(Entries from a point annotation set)
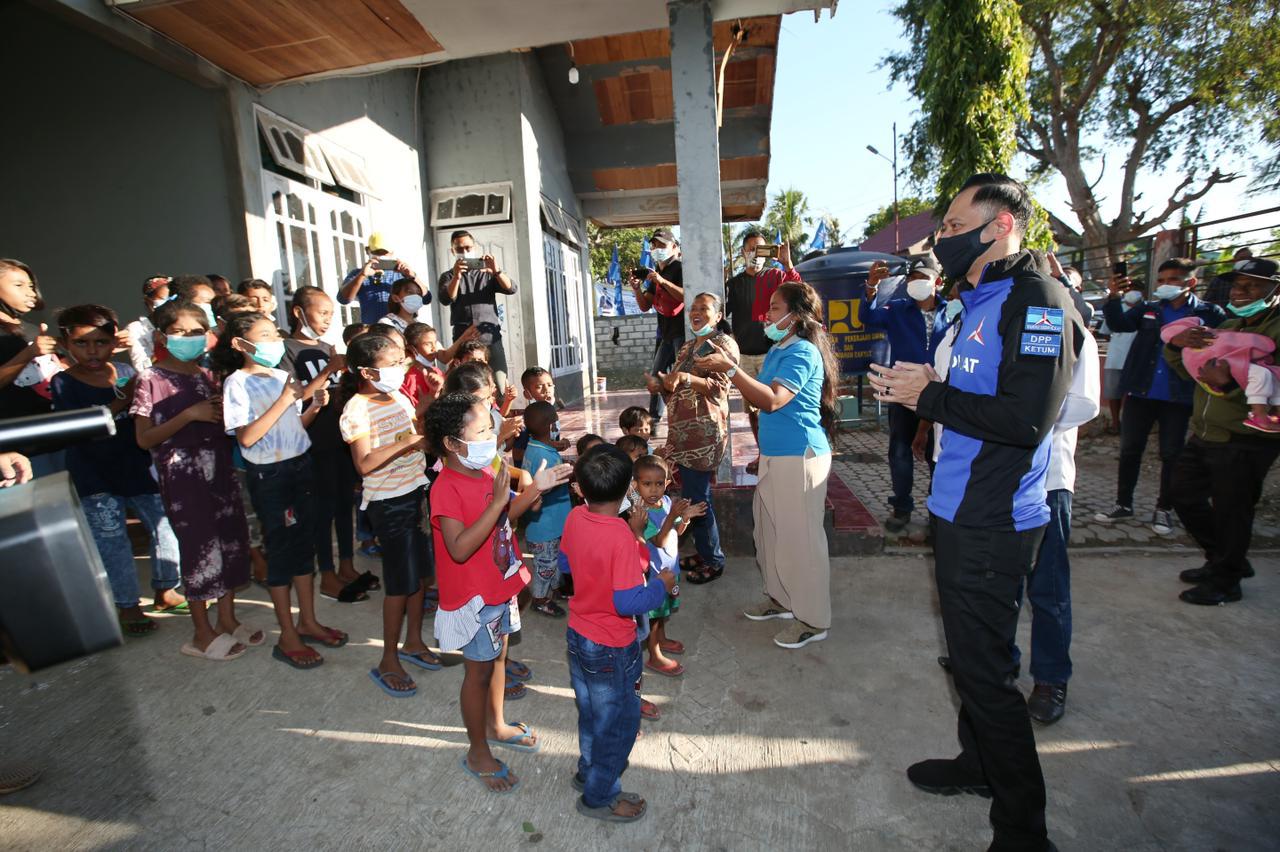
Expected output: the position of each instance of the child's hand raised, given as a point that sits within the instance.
(502, 485)
(638, 518)
(545, 479)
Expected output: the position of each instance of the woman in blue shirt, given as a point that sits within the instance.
(796, 397)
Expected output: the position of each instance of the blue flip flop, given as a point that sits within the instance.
(419, 662)
(513, 741)
(380, 679)
(502, 773)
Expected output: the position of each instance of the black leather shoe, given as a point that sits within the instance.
(1047, 702)
(946, 778)
(1201, 575)
(1210, 595)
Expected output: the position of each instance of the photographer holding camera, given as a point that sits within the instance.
(373, 283)
(472, 287)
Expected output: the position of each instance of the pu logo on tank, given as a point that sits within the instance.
(842, 316)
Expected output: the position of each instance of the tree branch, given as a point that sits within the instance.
(1141, 224)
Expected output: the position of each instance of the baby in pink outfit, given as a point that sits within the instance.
(1251, 360)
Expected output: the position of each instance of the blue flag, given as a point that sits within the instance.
(819, 238)
(615, 275)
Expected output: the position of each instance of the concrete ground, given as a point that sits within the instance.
(1171, 738)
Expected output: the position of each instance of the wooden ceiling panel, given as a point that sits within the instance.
(654, 44)
(658, 177)
(268, 41)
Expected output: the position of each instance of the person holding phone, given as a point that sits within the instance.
(371, 283)
(663, 291)
(696, 401)
(472, 287)
(1152, 392)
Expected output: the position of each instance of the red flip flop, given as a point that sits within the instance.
(673, 672)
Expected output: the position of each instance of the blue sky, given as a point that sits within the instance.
(831, 100)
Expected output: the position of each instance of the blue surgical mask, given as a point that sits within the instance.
(479, 454)
(184, 348)
(266, 353)
(773, 333)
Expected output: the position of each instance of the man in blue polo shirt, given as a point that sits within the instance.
(914, 324)
(371, 284)
(1152, 393)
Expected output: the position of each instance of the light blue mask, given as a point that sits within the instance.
(773, 333)
(268, 353)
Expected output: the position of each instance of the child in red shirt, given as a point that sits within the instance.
(480, 572)
(608, 558)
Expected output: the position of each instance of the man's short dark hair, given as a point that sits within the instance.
(1184, 265)
(999, 192)
(603, 473)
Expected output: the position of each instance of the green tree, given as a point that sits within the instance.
(970, 79)
(789, 213)
(883, 218)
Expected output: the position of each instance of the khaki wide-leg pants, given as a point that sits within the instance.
(790, 540)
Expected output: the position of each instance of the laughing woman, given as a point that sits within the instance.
(796, 397)
(698, 426)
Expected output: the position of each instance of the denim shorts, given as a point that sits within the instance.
(487, 644)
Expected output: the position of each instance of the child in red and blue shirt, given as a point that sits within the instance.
(609, 559)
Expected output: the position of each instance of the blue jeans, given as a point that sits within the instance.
(696, 485)
(1048, 589)
(903, 424)
(608, 713)
(106, 521)
(663, 358)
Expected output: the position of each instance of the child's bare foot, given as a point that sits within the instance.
(318, 632)
(168, 599)
(512, 734)
(485, 764)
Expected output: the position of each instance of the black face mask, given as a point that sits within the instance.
(958, 253)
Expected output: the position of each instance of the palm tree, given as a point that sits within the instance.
(789, 214)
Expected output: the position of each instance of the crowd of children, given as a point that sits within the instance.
(406, 444)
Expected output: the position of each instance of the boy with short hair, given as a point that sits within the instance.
(545, 523)
(608, 559)
(636, 421)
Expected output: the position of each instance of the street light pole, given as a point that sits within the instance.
(897, 242)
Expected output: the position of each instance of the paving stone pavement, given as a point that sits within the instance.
(862, 461)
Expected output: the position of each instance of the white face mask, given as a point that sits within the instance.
(919, 289)
(389, 379)
(479, 454)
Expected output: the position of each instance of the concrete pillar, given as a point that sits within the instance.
(693, 87)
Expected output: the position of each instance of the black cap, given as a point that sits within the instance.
(1258, 268)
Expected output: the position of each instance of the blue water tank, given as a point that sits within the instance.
(840, 278)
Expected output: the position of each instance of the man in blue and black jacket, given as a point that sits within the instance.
(1010, 371)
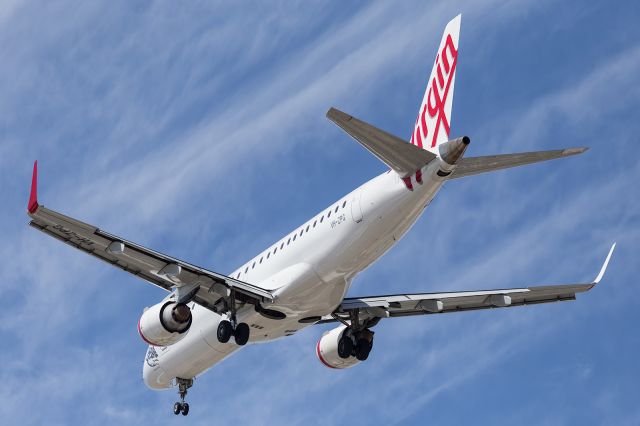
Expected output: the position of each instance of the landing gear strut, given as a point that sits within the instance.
(230, 327)
(356, 340)
(181, 406)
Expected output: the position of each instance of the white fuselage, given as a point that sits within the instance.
(309, 271)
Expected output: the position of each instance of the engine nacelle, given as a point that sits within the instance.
(327, 350)
(165, 323)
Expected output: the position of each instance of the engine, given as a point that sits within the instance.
(165, 323)
(331, 350)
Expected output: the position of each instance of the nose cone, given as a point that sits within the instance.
(152, 373)
(452, 151)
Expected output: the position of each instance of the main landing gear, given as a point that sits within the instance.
(181, 406)
(230, 327)
(358, 344)
(357, 338)
(240, 333)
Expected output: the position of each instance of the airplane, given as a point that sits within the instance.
(302, 279)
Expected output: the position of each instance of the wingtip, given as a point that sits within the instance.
(33, 197)
(605, 264)
(575, 151)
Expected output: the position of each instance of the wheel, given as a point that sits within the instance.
(225, 330)
(345, 347)
(363, 347)
(241, 334)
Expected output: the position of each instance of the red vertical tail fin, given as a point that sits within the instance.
(434, 116)
(33, 197)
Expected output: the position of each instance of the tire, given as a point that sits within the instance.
(241, 334)
(225, 330)
(363, 348)
(345, 347)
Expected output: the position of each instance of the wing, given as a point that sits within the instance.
(190, 282)
(373, 308)
(475, 165)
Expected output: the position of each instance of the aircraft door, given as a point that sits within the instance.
(356, 208)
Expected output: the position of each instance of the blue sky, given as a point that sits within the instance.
(199, 130)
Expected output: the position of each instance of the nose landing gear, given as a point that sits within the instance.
(181, 406)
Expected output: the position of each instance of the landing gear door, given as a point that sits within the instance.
(356, 208)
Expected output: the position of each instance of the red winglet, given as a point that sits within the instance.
(33, 198)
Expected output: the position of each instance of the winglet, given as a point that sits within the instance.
(33, 198)
(604, 266)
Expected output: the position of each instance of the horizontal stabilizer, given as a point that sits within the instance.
(396, 153)
(476, 165)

== What is being asked ==
Repeat the material above verbatim. Leave the pictures behind.

== Written response ==
Expected output: the position of each instance of the child's hand raised, given as a point that sits within the instance.
(502, 485)
(638, 518)
(545, 479)
Expected output: the position of each instance of the woman in blue shirt, given as a point that sits within the instance.
(796, 397)
Expected output: the position of each instance of the blue flip flop, given as a point that sits within the instance.
(419, 662)
(513, 741)
(380, 679)
(502, 773)
Expected output: the position of each instance of the black leather shoe, given as a point that sits within the instance.
(1047, 702)
(946, 778)
(1201, 575)
(1210, 595)
Expected output: the position of each instance of the photographer holding camera, given as a point that sits within the instance.
(373, 283)
(472, 287)
Expected output: the position of each instance of the pu logo on tank, given as a point that sits within the instance.
(842, 316)
Expected output: the position of each instance of the tree branch, given as a point that sits within the instance.
(1141, 224)
Expected output: the position of each instance of the baby in pink outfit, given as a point that sits within the instance.
(1251, 360)
Expected output: the position of each instance of the blue flag, given as a point that sits within the instance.
(819, 238)
(615, 275)
Expected output: the position of each instance of the concrete ground, given as a point that sits within the instance.
(1171, 738)
Expected output: the position of each instance of the wooden ceiling panel, given as a point that sits within the instance.
(654, 44)
(658, 177)
(268, 41)
Expected output: the position of each instance of the person holding phone, given as a point that sits within the instance.
(371, 283)
(663, 291)
(696, 401)
(472, 287)
(1152, 392)
Expected output: the position of each instance of the red flip flop, given as a point that sits within the instance.
(673, 672)
Expected output: the position of each instance of the blue sky, given as a point that sits within the instance.
(831, 100)
Expected output: the position of each instance of the blue surgical mask, given as a point that sits within the instance.
(479, 454)
(184, 348)
(266, 353)
(773, 333)
Expected output: the position of each instance of the man in blue polo shirt, given as a point that sits within the instance.
(914, 324)
(371, 284)
(1152, 393)
Expected output: the position of each instance of the light blue mask, given as a point that sits within the instance.
(773, 333)
(268, 353)
Expected output: the position of each instance of the child in red shirt, given as a point that sits within the instance.
(480, 572)
(608, 558)
Expected output: the position of each instance of the man's short dark hair, given as a point that sits within the instance.
(1184, 265)
(999, 192)
(603, 473)
Expected output: the position of each instance of the green tree, given as a point that sits within the instance.
(970, 79)
(789, 213)
(883, 218)
Expected output: the position of each instance of the khaki wide-leg pants, given as a point that sits within the instance.
(790, 540)
Expected output: the position of each instance of the laughing woman, given as a point that sits within the instance.
(796, 397)
(698, 426)
Expected output: the position of each instance of the denim shorts, given as a point that sits within the instance.
(487, 644)
Expected output: the position of each instance of the child in red and blue shirt, given as a point that sits within the instance.
(609, 559)
Expected output: the position of each instance of the blue jeans, given as a point that sits within the instance.
(696, 485)
(1048, 589)
(903, 424)
(608, 713)
(106, 521)
(663, 358)
Expected output: the position of each instance of the child's bare foot, given as a point that sits within the instance.
(318, 632)
(168, 599)
(512, 734)
(485, 764)
Expected output: the position of each instance of the black face mask, given as a point that sits within the instance.
(958, 253)
Expected output: the position of each instance of the palm tree, given as a point that sits within the instance.
(789, 214)
Expected output: the position of each instance of the crowd of children, given as a point that sits within the instance.
(406, 444)
Expected output: the position of each instance of the boy with short hair, given as a point that sits within the instance.
(545, 523)
(608, 559)
(636, 421)
Expected output: the position of each instance of the street light pole, given as a point that sits within the instance.
(897, 242)
Expected output: the position of each instance of the paving stone pavement, given as a point that sits within the instance.
(862, 461)
Expected output: the position of each instance of the white face mask, given as a point that sits within the instance.
(919, 289)
(389, 379)
(479, 454)
Expected output: the position of each instance of the concrete pillar, given as a point that sits within the instance.
(693, 87)
Expected output: the position of each instance of the black cap, given as a point that sits within the instance.
(1258, 268)
Expected output: the position of each instance of the blue water tank, given as a point that sits within the instance.
(840, 278)
Expected output: the position of each instance of the man in blue and black jacket, given as a point that sits within the instance.
(1010, 371)
Expected output: the position of each instance of the landing gear strut, given as a point that sits within the instance.
(230, 327)
(356, 340)
(181, 406)
Expected output: the position of each instance of the white fuselage, given as a point that sits within the instance.
(309, 271)
Expected output: the position of each instance of the engine nacelle, given as a point that sits within the instance.
(327, 350)
(165, 323)
Expected output: the position of each instance of the engine, given as a point that sits within the instance.
(165, 323)
(331, 350)
Expected output: the position of each instance of the nose cone, given as a point that sits within the instance.
(152, 373)
(452, 151)
Expected output: the position of each instance of the main landing gear, given as a point that sits within the instance.
(181, 406)
(230, 327)
(358, 344)
(357, 338)
(240, 333)
Expected output: the position of each instance of the airplane, given as a point that sits within the instance.
(302, 279)
Expected output: the position of each instance of the wingtip, given as a point that sits within the instance.
(33, 197)
(605, 264)
(575, 151)
Expected output: the position of each instance of the wheel, given as a point that sits within the instance.
(225, 330)
(345, 347)
(363, 347)
(241, 334)
Expected output: the position of each instance of the red vertical tail fin, given as a point that sits within the instance.
(434, 116)
(33, 197)
Expected output: the position of each instance of the tire, given as a point that sits within the instance.
(241, 334)
(225, 330)
(363, 348)
(345, 347)
Expected output: the position of each instance of the wing, given as a point that sits within the instance.
(190, 282)
(373, 308)
(475, 165)
Expected output: the position of each instance of the aircraft door, given as a point that sits within the instance.
(356, 208)
Expected output: the position of each instance of the blue sky, given as a point that sits within the instance.
(199, 130)
Expected output: the position of each instance of the nose landing gear, given as a point that sits within the instance.
(181, 406)
Expected output: the position of each instance of the landing gear door, given as a point that sits within the instance.
(356, 208)
Expected output: the position of each instance of the red winglet, given as a point that sits within the instance.
(33, 198)
Expected output: the position of each instance of the winglet, given as a point that sits within the instance.
(33, 198)
(604, 266)
Expected output: the position of each instance of the horizontal stabilizer, given as a point that sits within the instance.
(396, 153)
(476, 165)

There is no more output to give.